● **Passage**:
>>>

In general, says Horesh, the Midbarium staff is keeping most animals indoors for their protection these days.

“But it’s important for their wellbeing that they have regular access to the outdoors where they can get sunshine and roam around on the ground and not on concrete. So we do take them out but we try to minimize how many are outside at once in case there’s an alarm. Some days it’s the lions and cheetahs, other days the baboons and leopards.” 

A leopard in a zoo. Ongoing conflict with Hamas pushes back the grand opening of $60 million desert animal park near Gaza. LENSTRAVELIER/UNSPLASH.

Under the auspices of the Kivunim Municipal Organization for Recreation and Culture in Beersheva, Midbarium was planned with the enthusiastic support of Mayor Rubik Danilovich. 

The mayor was eager to transform the old zoo, which began in 1954 as a small petting zoo inside an elementary school. 

With $20 million in funding from the Jack, Joseph and Morton Mandel Foundation, and additional funds from the municipality and the national lottery, the new animal park – it’s no longer called a zoo – was constructed with four distinct habitats for desert-adapted species from Israel and Africa. (Midbar is Hebrew for “desert.”)

“We have about 100 species of animals divided into our habitats: Canyon, Desert Plains, Oasis and Savannah,” says Horesh.

The inhabitants came from the old zoo as well as from other Israeli and European zoos. It took time for the animals to get used to their new home, keepers, smells and sounds. 

“Our wild boars were transferred just 500 meters (1640.42 feet) from where they used to be, but one didn’t eat for a week just from being stressed. Several hippos were transferred from Ramat Gan Safari and one hippo kept hiding inside the water for a few weeks until he got comfortable enough to come out and explore.” 

This unique animal park and wildlife sanctuary was designed to accomplish the educational goals that most modern zoos have, while acknowledging that visitors want to be entertained and not lectured to.

“What they want and we want aren’t exactly the same, so we bridge this gap by giving them an amazing adventure,” says Horesh. “They’re learning without knowing they are learning.”

The park features 15 interactive experiences that allow visitors to “walk in the shoes” of the animal they’re observing to understand how they survive and thrive in desert habitats. Some examples: See Like a Raptor, Climb Like an Ibex, Sneak Up Like a Leopard, Slither Like a Snake, Romp Like a Monkey, Ambush Like a Crocodile and Navigate Like a Bat.

<<<

● **Questions on the material**:
#1 Render this sentence from the Midbarium passage in Spanish: "The mayor was eager to transform the old zoo, which began in 1954 as a small petting zoo inside an elementary school."
#2 Reproduce, word for word, the section of the Midbarium passage that opens with "In general, says" and closes with "Mayor Rubik Danilovich.".

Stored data
>>>

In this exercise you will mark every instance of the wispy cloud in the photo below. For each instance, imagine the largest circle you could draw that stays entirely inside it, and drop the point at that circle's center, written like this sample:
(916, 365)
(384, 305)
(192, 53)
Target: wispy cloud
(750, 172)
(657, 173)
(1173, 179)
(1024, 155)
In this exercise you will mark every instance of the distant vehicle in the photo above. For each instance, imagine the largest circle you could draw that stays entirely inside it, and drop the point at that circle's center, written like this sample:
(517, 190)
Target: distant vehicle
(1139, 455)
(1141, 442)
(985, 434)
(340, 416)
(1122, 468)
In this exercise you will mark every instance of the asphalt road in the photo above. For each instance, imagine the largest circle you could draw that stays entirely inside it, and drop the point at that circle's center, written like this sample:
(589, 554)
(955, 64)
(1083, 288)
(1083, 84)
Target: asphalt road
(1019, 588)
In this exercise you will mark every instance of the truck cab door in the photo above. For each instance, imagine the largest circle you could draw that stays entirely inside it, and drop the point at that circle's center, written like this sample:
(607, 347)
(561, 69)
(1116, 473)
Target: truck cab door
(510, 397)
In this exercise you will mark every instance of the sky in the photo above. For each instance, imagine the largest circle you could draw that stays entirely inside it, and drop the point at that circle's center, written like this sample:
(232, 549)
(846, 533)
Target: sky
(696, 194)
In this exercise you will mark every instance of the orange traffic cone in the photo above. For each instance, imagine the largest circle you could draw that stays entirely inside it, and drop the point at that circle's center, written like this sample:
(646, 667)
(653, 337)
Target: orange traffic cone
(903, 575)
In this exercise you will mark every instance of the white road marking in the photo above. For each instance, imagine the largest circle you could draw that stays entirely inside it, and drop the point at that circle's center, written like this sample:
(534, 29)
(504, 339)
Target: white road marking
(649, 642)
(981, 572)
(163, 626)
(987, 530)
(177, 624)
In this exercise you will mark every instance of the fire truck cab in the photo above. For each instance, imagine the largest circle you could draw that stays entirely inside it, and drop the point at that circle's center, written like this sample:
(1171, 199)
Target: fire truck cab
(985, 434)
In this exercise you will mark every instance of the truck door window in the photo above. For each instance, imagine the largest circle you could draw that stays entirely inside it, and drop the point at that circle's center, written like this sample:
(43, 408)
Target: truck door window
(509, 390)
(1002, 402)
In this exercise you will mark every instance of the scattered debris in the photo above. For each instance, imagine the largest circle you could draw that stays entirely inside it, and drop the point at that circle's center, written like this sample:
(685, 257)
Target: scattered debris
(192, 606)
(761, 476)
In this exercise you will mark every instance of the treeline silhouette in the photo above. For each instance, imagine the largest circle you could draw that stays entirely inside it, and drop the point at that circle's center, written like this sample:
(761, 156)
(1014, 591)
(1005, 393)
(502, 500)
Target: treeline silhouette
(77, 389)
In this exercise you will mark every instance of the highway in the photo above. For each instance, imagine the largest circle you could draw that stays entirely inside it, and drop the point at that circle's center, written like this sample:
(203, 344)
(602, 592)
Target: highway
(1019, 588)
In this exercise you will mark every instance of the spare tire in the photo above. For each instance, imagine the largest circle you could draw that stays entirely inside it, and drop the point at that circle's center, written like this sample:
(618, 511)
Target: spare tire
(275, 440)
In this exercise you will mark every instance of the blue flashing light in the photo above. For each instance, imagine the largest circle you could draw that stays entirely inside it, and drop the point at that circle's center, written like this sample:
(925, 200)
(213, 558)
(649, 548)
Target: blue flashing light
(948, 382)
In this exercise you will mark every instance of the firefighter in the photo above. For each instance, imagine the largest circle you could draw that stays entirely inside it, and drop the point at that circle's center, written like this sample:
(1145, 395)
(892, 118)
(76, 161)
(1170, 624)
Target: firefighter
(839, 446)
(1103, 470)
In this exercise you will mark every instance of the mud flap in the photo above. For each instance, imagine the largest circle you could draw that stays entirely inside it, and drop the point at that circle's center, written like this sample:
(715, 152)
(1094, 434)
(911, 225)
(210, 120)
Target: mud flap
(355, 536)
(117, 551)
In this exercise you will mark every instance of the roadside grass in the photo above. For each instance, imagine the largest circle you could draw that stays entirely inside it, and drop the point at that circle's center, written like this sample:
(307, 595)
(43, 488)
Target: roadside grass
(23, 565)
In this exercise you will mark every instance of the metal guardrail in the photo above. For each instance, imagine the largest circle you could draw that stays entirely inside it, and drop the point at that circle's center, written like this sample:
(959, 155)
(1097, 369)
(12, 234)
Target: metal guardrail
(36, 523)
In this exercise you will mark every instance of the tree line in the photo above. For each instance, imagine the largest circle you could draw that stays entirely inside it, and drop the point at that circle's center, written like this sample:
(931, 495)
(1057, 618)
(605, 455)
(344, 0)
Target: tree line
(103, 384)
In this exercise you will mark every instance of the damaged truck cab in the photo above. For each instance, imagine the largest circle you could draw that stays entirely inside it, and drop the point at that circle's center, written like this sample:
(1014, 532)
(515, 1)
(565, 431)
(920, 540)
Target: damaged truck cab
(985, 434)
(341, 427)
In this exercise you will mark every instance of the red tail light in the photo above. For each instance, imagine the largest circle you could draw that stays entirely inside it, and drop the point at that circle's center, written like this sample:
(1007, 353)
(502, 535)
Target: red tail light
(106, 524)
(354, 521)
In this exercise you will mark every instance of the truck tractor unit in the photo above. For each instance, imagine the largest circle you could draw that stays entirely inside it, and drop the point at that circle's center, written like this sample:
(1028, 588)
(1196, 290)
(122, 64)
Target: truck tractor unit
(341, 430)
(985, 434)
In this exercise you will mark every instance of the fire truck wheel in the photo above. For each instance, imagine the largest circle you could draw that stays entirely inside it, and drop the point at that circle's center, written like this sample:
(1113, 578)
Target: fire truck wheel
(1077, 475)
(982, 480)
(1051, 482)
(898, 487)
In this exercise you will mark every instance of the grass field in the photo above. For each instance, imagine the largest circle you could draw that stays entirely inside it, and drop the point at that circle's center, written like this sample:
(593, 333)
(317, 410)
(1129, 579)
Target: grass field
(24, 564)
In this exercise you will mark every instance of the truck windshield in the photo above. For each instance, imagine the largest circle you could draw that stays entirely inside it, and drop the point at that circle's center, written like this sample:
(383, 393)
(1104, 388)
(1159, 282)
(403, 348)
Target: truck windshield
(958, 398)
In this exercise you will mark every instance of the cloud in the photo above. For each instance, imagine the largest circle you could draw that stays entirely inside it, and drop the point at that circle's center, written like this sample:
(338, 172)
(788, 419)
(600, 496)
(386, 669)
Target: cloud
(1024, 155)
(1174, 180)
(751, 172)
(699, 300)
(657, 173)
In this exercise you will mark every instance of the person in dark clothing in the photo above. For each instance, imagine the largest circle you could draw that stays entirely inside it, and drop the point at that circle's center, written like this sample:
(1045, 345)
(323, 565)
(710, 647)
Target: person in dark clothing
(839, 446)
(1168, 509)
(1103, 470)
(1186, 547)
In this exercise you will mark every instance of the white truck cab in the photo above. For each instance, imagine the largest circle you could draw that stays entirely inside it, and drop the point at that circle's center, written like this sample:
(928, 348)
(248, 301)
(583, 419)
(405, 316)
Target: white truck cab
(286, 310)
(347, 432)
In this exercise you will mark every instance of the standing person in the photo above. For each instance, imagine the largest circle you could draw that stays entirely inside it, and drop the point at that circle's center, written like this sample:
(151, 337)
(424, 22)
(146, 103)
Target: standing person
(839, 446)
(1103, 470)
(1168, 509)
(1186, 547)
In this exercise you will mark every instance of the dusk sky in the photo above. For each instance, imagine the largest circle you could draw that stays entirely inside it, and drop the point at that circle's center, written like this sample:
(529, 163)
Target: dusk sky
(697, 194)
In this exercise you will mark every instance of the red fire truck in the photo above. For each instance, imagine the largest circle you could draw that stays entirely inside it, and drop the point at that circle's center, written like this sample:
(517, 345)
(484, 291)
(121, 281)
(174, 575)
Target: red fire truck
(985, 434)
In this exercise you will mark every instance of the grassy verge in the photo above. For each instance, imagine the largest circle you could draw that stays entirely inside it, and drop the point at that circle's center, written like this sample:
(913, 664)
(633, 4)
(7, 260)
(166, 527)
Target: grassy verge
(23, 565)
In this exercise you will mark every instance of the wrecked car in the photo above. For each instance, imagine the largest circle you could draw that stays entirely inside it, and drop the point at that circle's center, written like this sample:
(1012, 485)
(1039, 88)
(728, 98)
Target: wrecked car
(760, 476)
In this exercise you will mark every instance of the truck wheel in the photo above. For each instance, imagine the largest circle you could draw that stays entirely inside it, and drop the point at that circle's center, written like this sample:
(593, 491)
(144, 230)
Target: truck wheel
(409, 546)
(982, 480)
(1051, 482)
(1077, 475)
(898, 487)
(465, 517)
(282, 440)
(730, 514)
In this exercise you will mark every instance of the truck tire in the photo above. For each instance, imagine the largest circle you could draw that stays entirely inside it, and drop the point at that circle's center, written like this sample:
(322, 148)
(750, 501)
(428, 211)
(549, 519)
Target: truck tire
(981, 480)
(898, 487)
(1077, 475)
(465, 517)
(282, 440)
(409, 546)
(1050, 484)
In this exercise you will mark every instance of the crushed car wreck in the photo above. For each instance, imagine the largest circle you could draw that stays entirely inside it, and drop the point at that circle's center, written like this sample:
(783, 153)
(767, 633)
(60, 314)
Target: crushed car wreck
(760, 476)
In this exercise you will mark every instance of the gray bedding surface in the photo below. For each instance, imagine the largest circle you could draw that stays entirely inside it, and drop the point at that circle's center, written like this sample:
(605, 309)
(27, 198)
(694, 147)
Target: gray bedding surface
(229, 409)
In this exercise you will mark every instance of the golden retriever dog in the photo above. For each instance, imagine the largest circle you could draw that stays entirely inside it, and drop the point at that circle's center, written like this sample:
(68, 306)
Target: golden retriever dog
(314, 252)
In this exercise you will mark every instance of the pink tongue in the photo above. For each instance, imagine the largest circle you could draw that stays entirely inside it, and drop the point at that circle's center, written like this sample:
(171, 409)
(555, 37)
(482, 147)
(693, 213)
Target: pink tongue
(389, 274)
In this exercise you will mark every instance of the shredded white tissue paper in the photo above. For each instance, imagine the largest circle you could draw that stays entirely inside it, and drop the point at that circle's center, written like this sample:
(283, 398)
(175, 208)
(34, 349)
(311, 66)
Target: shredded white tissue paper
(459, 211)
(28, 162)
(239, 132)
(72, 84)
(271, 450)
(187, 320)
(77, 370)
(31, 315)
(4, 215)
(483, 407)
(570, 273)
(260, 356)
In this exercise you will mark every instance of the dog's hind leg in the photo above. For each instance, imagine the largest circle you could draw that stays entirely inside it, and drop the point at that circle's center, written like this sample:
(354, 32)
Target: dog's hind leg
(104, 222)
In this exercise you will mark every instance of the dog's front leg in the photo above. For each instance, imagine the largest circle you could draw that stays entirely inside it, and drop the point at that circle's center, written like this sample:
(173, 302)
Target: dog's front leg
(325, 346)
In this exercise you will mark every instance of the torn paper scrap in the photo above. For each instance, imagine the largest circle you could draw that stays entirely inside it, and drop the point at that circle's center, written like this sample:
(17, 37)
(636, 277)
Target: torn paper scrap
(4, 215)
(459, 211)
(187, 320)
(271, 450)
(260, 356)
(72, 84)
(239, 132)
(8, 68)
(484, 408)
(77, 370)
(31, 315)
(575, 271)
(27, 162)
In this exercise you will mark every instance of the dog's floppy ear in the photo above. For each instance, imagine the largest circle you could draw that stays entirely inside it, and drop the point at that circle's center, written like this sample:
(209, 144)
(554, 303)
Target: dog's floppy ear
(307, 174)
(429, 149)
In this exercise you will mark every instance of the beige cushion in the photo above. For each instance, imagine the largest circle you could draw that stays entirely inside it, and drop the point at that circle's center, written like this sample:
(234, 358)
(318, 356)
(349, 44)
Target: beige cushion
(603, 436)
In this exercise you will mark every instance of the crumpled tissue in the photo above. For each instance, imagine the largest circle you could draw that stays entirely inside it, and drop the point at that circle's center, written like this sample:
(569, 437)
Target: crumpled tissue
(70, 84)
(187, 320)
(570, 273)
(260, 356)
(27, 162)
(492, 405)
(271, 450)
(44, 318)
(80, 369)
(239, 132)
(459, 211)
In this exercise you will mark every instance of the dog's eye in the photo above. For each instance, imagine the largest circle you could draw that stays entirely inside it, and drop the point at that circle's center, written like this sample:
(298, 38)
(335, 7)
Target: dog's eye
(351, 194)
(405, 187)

<<<

● **Solutions to the tasks**:
#1 El alcalde estaba ansioso por transformar el antiguo zoológico, que comenzó en 1954 como un pequeño zoológico de contacto dentro de una escuela primaria.

#2
In general, says Horesh, the Midbarium staff is keeping most animals indoors for their protection these days.

“But it’s important for their wellbeing that they have regular access to the outdoors where they can get sunshine and roam around on the ground and not on concrete. So we do take them out but we try to minimize how many are outside at once in case there’s an alarm. Some days it’s the lions and cheetahs, other days the baboons and leopards.” 

A leopard in a zoo. Ongoing conflict with Hamas pushes back the grand opening of $60 million desert animal park near Gaza. LENSTRAVELIER/UNSPLASH.

Under the auspices of the Kivunim Municipal Organization for Recreation and Culture in Beersheva, Midbarium was planned with the enthusiastic support of Mayor Rubik Danilovich.